╭─ Provided passage
The Dispensable Nation

 

US' EXCEPTIONALISM
JIM MILES | Issue Dated: October 5, 2016, New Delhi
Tags : Obama | The Dispensable Nation | Russian aggression | Putin | William Blum | Stephen Kinzer | Andrew Bacevich |
 

US' EXCEPTIONALISM

The Dispensable Nation

Author : Vali Nasr and Knopf Doubleday

Edition:Paperback

ISBN: 78-034580257

Pages: 320

Price:Rs 499

I chose to read this book for two reasons: first, the curiosity of the title by an author of Iranian descent; and secondly because the author, Vali Nasr, has had by his account some significant contact with the US government establishment.

It proved to be an interesting read for the political commentary on his own time inside the establishment and for its additional information concerning how the Obama administration operated during its first years. The information used in the book, the ‘facts’, are inarguable and verifiable, but it is the assessments, implications, and interpretations of the significance of these facts that is typical rhetoric and hubris. The latter range from sadly amusing, to fantasy, to absolute rubbish.

The major irony, intended of course, is that The Dispensable Nation is a ‘hook’ and the obvious tendency of Nasr’s argument is that the US is indeed indispensable. Vali Nasr claims to be a child of the Iranian revolution, although being educated in England before going to the US after 1979. It is fully obvious that he has incorporated the fundamental ideology of the benevolent nation guiding the world into his thought processes regardless of the high militarization of US foreign policy throughout its history.

In sum, he argues that the US should not retreat from the Middle East because of the need to stop the influence of hegemonic China. The indispensable nation can solve all the problems there. Indeed!

The book has two big misses apart from its poor interpretations. Published this year means having been written probably a year ago, which makes the book obsolete almost immediately as events in Syria and the Ukraine have added great significance to both Russia as more than a regional power. That is no fault of the author’s other than as a thread that he did not consider on his own radar of ideological intentions. Of course, had he written later, it could be readily assumed that he would write about “Russian aggression” and the “evil Putin” in full accordance with current foreign policy propaganda.
╰─
╭─ Records provided
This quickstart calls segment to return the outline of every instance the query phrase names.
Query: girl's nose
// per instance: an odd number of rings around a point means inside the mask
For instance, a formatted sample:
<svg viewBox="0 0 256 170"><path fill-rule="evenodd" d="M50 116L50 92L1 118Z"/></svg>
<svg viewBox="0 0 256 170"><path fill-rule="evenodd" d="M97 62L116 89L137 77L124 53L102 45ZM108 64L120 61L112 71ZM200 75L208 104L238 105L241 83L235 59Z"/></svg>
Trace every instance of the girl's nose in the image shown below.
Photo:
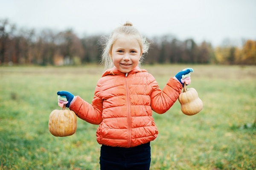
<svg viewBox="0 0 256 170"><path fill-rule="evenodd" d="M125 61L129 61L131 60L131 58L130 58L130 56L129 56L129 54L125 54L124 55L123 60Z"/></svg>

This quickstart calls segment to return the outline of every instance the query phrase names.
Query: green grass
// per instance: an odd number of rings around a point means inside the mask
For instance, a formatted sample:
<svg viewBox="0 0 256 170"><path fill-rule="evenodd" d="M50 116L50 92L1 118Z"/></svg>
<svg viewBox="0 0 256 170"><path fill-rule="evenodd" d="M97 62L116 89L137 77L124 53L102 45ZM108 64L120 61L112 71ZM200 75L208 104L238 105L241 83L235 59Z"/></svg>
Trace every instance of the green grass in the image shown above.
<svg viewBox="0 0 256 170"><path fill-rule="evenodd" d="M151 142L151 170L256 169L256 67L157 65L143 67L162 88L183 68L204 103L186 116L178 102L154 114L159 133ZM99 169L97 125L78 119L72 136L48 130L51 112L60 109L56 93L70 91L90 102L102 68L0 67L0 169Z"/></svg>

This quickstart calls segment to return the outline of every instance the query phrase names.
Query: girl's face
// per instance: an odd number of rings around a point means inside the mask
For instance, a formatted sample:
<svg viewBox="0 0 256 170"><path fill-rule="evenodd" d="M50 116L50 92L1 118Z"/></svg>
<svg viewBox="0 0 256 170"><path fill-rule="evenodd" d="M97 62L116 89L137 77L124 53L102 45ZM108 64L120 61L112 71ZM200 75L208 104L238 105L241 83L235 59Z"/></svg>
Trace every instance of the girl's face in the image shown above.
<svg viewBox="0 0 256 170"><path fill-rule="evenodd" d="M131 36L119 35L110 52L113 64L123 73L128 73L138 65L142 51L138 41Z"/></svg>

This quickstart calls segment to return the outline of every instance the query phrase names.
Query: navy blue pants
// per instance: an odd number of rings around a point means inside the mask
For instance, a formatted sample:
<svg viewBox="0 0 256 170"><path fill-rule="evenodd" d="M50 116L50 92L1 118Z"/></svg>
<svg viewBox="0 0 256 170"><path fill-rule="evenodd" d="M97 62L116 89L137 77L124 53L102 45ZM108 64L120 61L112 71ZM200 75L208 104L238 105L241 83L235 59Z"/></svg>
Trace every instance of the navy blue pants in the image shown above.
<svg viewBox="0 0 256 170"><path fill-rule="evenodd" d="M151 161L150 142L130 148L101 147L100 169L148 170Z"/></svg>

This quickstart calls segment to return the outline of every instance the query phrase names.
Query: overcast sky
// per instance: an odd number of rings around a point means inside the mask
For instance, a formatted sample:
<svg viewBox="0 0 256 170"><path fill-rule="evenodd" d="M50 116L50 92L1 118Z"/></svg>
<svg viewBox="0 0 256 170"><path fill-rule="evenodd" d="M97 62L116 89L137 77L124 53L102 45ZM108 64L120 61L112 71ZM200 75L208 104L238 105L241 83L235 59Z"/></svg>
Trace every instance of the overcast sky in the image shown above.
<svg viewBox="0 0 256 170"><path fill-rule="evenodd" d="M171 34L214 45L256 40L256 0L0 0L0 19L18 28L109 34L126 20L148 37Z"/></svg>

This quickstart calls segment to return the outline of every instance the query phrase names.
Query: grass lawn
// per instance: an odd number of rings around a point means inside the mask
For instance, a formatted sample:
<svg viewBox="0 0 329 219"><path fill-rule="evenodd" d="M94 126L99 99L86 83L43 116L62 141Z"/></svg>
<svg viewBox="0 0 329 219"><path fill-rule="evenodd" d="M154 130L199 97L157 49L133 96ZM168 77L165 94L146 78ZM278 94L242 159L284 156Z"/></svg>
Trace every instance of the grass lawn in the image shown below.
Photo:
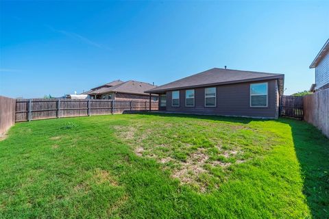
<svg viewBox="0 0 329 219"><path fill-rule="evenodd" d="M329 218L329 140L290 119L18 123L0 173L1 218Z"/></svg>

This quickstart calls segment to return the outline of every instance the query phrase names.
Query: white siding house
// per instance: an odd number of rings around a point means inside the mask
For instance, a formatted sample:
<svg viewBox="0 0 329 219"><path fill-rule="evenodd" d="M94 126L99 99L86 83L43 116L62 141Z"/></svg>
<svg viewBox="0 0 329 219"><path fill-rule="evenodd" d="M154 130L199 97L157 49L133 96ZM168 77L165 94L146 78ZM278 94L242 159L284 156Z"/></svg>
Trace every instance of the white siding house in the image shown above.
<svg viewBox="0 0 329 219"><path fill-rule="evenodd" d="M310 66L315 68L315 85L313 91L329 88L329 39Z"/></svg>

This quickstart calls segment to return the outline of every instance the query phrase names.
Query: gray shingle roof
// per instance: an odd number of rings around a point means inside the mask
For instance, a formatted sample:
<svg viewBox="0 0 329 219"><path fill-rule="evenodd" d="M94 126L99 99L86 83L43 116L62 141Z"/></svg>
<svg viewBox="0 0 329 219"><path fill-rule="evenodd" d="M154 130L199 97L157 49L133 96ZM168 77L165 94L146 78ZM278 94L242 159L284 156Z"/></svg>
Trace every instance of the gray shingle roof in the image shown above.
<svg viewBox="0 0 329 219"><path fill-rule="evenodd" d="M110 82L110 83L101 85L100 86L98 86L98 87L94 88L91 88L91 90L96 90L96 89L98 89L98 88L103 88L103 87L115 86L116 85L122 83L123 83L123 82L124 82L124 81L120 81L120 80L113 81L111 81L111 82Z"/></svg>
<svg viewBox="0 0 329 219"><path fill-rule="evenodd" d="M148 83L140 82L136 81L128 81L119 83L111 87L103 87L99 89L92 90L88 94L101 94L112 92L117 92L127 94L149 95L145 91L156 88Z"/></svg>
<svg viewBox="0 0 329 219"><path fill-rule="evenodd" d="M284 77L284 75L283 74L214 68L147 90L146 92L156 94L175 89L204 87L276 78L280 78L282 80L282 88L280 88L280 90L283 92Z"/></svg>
╰─
╭─ Records provided
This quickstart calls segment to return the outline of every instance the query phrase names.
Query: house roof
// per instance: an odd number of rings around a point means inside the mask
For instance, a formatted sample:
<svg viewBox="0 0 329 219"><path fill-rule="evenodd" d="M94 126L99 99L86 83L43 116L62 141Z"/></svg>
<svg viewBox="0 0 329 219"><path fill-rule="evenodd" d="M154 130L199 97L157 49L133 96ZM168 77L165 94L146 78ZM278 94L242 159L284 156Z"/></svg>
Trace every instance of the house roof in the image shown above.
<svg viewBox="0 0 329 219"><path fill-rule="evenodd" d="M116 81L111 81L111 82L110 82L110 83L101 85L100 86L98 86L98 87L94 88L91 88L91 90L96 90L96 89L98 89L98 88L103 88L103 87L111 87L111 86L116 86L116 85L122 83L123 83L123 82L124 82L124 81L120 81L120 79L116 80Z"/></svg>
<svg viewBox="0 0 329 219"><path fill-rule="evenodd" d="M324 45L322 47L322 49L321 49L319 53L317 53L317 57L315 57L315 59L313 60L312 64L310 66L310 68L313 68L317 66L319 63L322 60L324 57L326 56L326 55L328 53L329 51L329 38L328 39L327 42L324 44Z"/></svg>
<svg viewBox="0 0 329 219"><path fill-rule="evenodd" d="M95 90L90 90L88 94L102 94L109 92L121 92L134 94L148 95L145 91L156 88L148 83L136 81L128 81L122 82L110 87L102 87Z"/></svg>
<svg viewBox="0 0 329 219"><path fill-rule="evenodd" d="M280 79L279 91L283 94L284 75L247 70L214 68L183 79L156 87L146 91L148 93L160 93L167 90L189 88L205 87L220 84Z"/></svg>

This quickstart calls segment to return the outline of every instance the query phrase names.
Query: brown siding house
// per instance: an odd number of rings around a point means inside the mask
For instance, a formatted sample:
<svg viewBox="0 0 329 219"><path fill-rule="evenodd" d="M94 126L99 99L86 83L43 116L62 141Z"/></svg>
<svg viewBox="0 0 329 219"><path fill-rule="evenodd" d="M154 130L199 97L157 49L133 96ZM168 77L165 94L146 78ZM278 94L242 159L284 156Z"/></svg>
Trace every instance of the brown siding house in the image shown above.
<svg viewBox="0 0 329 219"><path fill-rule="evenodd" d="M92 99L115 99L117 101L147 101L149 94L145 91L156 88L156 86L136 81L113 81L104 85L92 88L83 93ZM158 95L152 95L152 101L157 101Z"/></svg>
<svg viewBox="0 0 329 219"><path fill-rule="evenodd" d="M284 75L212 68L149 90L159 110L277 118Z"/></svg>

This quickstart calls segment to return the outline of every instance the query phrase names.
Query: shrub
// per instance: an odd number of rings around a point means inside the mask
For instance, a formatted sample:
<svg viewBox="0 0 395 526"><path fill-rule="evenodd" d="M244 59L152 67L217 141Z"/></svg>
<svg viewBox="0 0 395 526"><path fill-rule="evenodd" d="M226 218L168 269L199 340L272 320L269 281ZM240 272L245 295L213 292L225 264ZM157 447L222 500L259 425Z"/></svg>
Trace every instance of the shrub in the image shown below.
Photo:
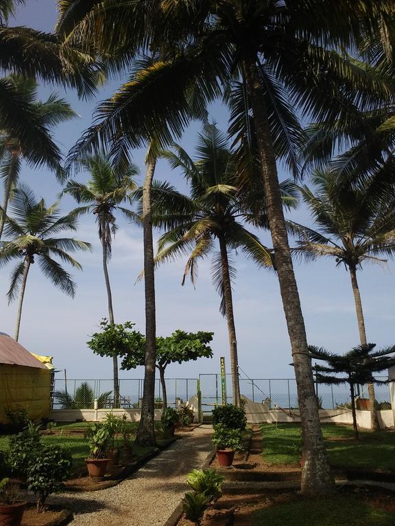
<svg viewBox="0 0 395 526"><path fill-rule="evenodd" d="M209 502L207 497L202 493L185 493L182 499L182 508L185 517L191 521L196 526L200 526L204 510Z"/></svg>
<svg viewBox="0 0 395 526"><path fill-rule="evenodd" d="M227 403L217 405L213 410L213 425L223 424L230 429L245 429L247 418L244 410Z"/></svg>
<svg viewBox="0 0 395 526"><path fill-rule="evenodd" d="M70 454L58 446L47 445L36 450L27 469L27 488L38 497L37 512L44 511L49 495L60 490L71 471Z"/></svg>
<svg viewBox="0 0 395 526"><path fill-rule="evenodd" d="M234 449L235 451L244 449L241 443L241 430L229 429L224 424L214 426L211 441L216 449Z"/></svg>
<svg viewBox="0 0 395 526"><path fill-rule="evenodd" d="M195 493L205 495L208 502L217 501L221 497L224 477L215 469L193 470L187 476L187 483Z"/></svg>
╰─
╭─ Records provided
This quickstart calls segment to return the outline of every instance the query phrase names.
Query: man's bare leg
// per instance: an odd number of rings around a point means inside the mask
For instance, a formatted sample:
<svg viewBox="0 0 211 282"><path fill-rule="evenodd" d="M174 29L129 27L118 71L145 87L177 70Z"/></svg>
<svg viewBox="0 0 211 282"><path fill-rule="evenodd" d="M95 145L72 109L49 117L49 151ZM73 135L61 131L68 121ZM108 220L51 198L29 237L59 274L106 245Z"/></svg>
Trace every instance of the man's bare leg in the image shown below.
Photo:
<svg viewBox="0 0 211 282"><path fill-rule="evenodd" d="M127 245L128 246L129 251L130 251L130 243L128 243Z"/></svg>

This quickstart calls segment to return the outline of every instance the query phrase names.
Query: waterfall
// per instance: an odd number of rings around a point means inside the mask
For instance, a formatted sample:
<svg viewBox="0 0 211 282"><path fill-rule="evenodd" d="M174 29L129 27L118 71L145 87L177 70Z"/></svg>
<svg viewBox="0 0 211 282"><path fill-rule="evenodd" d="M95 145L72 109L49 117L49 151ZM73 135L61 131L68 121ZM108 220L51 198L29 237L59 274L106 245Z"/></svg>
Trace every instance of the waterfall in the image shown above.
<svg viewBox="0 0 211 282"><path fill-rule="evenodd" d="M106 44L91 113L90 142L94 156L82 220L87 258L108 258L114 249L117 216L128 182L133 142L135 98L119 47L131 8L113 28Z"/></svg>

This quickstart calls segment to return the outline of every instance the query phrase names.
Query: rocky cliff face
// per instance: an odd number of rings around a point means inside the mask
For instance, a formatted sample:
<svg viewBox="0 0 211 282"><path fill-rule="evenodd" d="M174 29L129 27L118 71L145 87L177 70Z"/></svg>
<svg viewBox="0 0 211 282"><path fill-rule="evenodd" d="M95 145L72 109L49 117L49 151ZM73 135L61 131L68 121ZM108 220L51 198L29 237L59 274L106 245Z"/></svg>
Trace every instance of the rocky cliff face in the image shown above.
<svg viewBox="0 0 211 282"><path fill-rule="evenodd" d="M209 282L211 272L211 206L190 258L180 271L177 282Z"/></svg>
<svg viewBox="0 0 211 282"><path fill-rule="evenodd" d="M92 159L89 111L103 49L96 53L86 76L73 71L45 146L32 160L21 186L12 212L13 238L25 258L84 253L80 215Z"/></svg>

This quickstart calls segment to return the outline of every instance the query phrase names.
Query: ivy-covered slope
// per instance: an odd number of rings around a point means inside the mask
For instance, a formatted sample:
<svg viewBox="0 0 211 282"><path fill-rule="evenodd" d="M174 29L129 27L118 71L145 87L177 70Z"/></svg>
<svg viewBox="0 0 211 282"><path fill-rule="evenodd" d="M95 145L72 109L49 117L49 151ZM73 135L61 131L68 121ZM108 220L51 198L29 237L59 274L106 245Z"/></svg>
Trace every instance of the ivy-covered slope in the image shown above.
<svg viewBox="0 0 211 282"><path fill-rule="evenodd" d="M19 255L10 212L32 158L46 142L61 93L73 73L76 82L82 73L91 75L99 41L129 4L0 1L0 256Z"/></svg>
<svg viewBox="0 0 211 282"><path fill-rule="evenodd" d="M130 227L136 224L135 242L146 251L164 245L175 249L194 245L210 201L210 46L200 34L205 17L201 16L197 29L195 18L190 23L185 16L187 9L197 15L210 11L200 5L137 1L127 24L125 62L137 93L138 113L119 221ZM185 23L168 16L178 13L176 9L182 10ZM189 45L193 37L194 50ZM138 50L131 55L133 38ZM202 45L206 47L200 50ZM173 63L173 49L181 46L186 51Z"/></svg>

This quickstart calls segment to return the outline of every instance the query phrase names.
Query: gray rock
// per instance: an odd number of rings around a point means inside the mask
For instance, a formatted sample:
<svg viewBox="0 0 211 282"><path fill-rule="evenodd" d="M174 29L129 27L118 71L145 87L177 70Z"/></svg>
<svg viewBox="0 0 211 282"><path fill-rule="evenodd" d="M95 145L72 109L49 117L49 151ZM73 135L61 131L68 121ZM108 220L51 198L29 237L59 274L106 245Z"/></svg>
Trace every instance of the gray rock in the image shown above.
╰─
** Exercise instructions **
[1] Decide whether each statement agrees with the review, answering yes or no and quoting the words that settle it: (a) Nasr argues that the US should withdraw from the Middle East. (b) The reviewer accepts the facts used in the book as verifiable. (c) Nasr was educated in England before going to the US.
[2] Transcribe the stretch of the review from "It proved to" through "to absolute rubbish.".

** Per-task outputs **
[1]
(a) No: "he argues that the US should not retreat from the Middle East because of the need to stop the influence of hegemonic China."
(b) Yes: "The information used in the book, the ‘facts’, are inarguable and verifiable"
(c) Yes: "although being educated in England before going to the US after 1979."

[2]
It proved to be an interesting read for the political commentary on his own time inside the establishment and for its additional information concerning how the Obama administration operated during its first years. The information used in the book, the ‘facts’, are inarguable and verifiable, but it is the assessments, implications, and interpretations of the significance of these facts that is typical rhetoric and hubris. The latter range from sadly amusing, to fantasy, to absolute rubbish.